-------- RECORD EXTRACTS
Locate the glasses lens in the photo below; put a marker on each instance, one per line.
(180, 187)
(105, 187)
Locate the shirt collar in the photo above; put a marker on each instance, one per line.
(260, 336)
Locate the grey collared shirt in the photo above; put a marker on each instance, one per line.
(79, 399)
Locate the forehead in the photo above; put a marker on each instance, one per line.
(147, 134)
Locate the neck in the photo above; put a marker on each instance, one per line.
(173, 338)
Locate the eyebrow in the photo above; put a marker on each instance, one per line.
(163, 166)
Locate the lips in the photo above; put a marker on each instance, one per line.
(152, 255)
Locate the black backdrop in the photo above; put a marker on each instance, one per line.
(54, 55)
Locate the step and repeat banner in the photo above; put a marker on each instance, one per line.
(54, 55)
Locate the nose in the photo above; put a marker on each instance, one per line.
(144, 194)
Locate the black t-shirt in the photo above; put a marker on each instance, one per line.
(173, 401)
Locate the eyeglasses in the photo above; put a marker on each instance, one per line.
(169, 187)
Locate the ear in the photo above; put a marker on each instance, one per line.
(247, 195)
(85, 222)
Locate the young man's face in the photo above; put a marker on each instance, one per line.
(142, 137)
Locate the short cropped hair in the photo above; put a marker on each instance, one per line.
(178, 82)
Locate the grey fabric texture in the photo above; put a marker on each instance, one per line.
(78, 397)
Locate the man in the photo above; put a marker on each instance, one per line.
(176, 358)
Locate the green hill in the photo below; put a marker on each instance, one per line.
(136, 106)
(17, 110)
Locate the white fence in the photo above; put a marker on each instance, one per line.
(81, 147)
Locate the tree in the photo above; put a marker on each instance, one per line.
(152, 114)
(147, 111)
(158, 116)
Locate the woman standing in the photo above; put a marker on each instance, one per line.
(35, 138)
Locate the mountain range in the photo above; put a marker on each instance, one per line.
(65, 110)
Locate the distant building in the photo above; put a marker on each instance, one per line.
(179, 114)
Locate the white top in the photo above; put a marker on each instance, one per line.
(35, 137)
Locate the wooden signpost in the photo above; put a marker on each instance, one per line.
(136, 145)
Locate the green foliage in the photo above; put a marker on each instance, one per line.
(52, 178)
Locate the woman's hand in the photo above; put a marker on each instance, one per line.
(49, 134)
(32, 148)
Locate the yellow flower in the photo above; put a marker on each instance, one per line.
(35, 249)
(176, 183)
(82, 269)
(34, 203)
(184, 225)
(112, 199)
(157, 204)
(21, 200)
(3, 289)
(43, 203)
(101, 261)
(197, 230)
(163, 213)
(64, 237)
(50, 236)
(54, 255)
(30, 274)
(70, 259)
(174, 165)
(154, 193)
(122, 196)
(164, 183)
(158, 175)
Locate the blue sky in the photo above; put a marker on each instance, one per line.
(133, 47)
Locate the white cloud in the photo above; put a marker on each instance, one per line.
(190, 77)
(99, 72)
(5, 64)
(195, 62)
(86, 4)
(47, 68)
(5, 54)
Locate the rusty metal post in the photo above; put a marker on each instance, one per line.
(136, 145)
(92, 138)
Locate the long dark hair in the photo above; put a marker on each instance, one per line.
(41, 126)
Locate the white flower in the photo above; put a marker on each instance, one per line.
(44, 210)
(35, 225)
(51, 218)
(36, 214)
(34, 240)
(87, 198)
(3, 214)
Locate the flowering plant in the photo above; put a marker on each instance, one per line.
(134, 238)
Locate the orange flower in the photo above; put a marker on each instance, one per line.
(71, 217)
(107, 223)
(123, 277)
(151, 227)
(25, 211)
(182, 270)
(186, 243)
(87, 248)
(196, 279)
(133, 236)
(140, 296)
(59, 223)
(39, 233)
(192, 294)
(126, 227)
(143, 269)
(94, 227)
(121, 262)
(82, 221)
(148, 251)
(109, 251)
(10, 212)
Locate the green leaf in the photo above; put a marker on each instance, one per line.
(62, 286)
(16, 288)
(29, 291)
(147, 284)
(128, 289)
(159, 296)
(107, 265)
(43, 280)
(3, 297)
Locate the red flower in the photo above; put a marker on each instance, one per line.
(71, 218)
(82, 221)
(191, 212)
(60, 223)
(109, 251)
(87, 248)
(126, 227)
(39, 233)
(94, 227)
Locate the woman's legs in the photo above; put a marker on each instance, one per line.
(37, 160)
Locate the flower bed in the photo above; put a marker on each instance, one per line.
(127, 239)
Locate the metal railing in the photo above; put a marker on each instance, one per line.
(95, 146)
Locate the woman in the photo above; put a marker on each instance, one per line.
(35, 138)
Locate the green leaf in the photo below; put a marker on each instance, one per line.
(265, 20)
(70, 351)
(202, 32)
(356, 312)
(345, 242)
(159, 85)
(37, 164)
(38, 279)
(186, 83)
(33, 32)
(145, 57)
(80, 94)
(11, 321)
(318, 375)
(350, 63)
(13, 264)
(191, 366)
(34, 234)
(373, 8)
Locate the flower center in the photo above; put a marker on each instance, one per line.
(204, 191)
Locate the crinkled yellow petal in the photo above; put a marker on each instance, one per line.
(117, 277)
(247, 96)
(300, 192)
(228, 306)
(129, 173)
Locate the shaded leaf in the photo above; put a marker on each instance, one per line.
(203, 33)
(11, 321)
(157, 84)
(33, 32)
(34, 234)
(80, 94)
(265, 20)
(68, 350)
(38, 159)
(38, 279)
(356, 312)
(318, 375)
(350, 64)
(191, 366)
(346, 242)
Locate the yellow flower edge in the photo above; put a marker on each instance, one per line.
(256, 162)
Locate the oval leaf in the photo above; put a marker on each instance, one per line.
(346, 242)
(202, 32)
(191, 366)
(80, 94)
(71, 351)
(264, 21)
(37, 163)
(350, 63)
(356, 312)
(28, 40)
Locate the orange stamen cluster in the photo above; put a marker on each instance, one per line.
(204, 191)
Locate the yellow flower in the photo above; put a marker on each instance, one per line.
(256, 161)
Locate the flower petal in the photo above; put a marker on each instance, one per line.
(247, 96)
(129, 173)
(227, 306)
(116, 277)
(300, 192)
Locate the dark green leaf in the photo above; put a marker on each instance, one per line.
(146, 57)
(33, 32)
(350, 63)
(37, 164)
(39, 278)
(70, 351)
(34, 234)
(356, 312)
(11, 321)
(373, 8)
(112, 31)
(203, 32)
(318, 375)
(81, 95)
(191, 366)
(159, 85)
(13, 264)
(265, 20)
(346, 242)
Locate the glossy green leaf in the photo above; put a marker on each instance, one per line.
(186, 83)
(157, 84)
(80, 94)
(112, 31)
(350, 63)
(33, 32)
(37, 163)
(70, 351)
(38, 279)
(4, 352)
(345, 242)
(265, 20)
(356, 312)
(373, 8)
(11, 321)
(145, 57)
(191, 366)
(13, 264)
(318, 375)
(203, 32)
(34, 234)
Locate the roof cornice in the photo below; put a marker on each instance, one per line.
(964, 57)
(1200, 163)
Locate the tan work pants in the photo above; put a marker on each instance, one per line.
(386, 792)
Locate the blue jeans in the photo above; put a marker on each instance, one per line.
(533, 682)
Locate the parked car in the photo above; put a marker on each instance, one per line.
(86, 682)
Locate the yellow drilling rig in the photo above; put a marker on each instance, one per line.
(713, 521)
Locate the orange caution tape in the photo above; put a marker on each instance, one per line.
----------------
INSTRUCTIONS FOR THE TASK: Repeat all the records. Match each line exactly.

EXERCISE RESULT:
Locate the glasses lens in the photo below; put a marker on each instance, one per line.
(180, 187)
(105, 187)
Locate the shirt collar in the photo above; put a marker on each instance, one per line.
(260, 336)
Locate the grey collared shirt in the photo above; put a marker on each instance, one per line.
(79, 399)
Locate the forehead in the photo above; put a marker on each instance, one per line.
(147, 134)
Locate the neck in the photo above; put a marker on each instance, one per line.
(173, 338)
Locate the eyebrow in the photo above; put a marker on each instance, one per line.
(163, 166)
Locate the lips in the photo above; put a marker on each instance, one per line.
(152, 255)
Locate the black backdrop in the photo above; put a marker on each instance, one per line.
(54, 55)
Locate the step and repeat banner in the photo above; put a marker on each instance, one per line.
(54, 55)
Locate the nose in the photo above; put a marker on each instance, one per line.
(144, 194)
Locate the black t-shirt in the photo above; put a marker on each instance, one per line.
(173, 401)
Locate the eyeglasses in the photo above; put a marker on each instance, one per line.
(169, 187)
Locate the ear in the photo above; put a marker on each instance, one per line.
(247, 195)
(85, 222)
Locate the young man's face in the photo above; put a marker on each instance, one per line.
(142, 137)
Locate the short cropped hair in the photo above; put a marker on each instance, one per line.
(178, 82)
Locate the grey fabric texture in the photo above; put a marker on each instance, one per line.
(78, 397)
Locate the man in the photo above; put a marker on each instance, one per line.
(176, 358)
Locate the green hill in the photo below; put a marker on each instance, one per line.
(136, 106)
(17, 110)
Locate the white fence in the photo above; put a marker on each instance, one per line.
(81, 147)
Locate the tree in the photo above; put a marker on each instance, one per line.
(152, 114)
(147, 111)
(158, 116)
Locate the woman standing in the photo above; put a marker on each instance, one per line.
(35, 138)
Locate the mountain range in the photo above; put a marker on each instance, one per line.
(65, 110)
Locate the distant building in the photo above; put a marker on each instance, one per line.
(179, 114)
Locate the white top in the photo above; put a marker on each instance, one per line.
(35, 137)
Locate the wooden signpost in the photo above; put a marker on each instance, one per line.
(136, 145)
Locate the green foliage in the photo above; put a marker on each instance, one per line.
(52, 178)
Locate the woman's hand in the photo above; put a marker on each instance, one per line.
(49, 134)
(32, 148)
Locate the yellow flower in the photo above; put a marker on each instance, one per line.
(35, 249)
(176, 183)
(82, 269)
(34, 203)
(184, 225)
(112, 199)
(157, 204)
(21, 200)
(3, 289)
(43, 203)
(101, 261)
(197, 230)
(163, 213)
(64, 237)
(50, 236)
(54, 255)
(30, 274)
(70, 259)
(174, 165)
(154, 193)
(122, 196)
(164, 183)
(158, 175)
Locate the blue sky in the photo above; put a marker on each instance, one per line.
(133, 47)
Locate the white cloud in the photo above; put a marker on each instance, one per line.
(190, 77)
(99, 72)
(5, 64)
(195, 62)
(86, 4)
(47, 68)
(5, 54)
Locate the rusty metal post in the photo above; put a marker on each instance, one per line.
(136, 145)
(92, 138)
Locate the long dark hair in the photo above; put a marker on each instance, one per line.
(41, 126)
Locate the white flower in the photo above; put a marker on each instance, one per line.
(44, 210)
(35, 225)
(51, 218)
(36, 214)
(34, 240)
(87, 198)
(3, 214)
Locate the flowering plant in the photo above; put a marker on each instance, one per line.
(134, 238)
Locate the orange flower in the photo above; put a marker on each instance, one per line.
(71, 217)
(107, 223)
(123, 277)
(151, 227)
(25, 211)
(182, 270)
(186, 243)
(87, 248)
(196, 279)
(133, 236)
(140, 296)
(59, 223)
(39, 233)
(192, 294)
(126, 227)
(143, 269)
(94, 227)
(121, 262)
(82, 221)
(148, 251)
(109, 251)
(10, 212)
Locate the green leaf in the photo above; put a marker on each instance, one per line.
(62, 286)
(16, 288)
(29, 291)
(147, 284)
(128, 289)
(159, 296)
(107, 265)
(43, 280)
(3, 297)
Locate the red flower in the photo above; put a marker on each instance, one per line.
(71, 218)
(82, 221)
(191, 212)
(60, 223)
(109, 251)
(87, 248)
(126, 227)
(39, 233)
(94, 227)
Locate the woman's legs in the photo above; put a marker on each instance, one per line.
(37, 160)
Locate the flower bed in the photo above; put a marker on each instance, one per line.
(127, 239)
Locate the metal railing in the photo above; put a marker on each instance, one per line.
(95, 146)
Locate the woman in the photo above; put a marker on each instance, one per line.
(35, 138)
Locate the green leaf in the photo below; put a marker on each instance, one per line.
(265, 20)
(70, 351)
(202, 32)
(356, 312)
(345, 242)
(159, 85)
(37, 164)
(38, 279)
(186, 83)
(33, 32)
(145, 57)
(80, 94)
(11, 321)
(318, 375)
(350, 63)
(13, 264)
(191, 366)
(34, 234)
(373, 8)
Locate the flower center in the photo above; put a marker on each instance, one per line.
(204, 191)
Locate the crinkled yellow petal in the photo above; put a marker on each instance, one per line.
(117, 277)
(247, 96)
(300, 192)
(228, 306)
(129, 173)
Locate the shaded leaf in the photo above; put a marker on each instance, one per line.
(203, 33)
(11, 321)
(157, 84)
(33, 32)
(34, 234)
(80, 94)
(265, 20)
(68, 350)
(38, 159)
(38, 279)
(356, 312)
(318, 375)
(350, 64)
(191, 366)
(346, 242)
Locate the yellow flower edge in the photo above; put a marker on each instance, one per line.
(256, 162)
Locate the oval leaf in the photo above; put a marker on each instance, one per line.
(346, 242)
(202, 32)
(191, 366)
(80, 94)
(71, 351)
(264, 21)
(37, 163)
(350, 63)
(356, 312)
(28, 40)
Locate the orange stamen cluster in the photo above; put a marker on each instance, one per line.
(204, 191)
Locate the yellow flower in the photo above; put a marker on each instance, one per line.
(256, 161)
Locate the flower petal in the photo above; put a marker on each instance, one per line.
(247, 96)
(129, 173)
(227, 306)
(116, 277)
(300, 192)
Locate the dark green leaf in the photo above; put a marker on each instance, one per line.
(146, 57)
(33, 32)
(350, 63)
(37, 164)
(39, 278)
(70, 351)
(34, 234)
(356, 312)
(11, 321)
(373, 8)
(112, 31)
(203, 32)
(318, 375)
(81, 95)
(191, 366)
(159, 85)
(13, 264)
(265, 20)
(346, 242)
Locate the glossy green leaf in the photo above; put a marker on each instance, one per line.
(186, 83)
(157, 84)
(80, 94)
(112, 31)
(350, 63)
(33, 32)
(37, 163)
(70, 351)
(38, 279)
(4, 352)
(345, 242)
(265, 20)
(356, 312)
(373, 8)
(11, 321)
(145, 57)
(191, 366)
(13, 264)
(318, 375)
(203, 32)
(34, 234)
Locate the roof cornice in the photo below; put a marker on each instance, one per line.
(964, 57)
(1200, 163)
Locate the tan work pants in the photo above; put a marker on each instance, one per line.
(386, 792)
Locate the blue jeans in the photo above; put a marker on each instance, one per line.
(533, 682)
Locate the parked car in the photo above; put a marker on each instance, one per line.
(86, 682)
Locate the yellow drilling rig in the photo above; put a marker on each instance, one per line.
(713, 521)
Locate the orange caution tape in the photo above; put a marker on each instance, one per line.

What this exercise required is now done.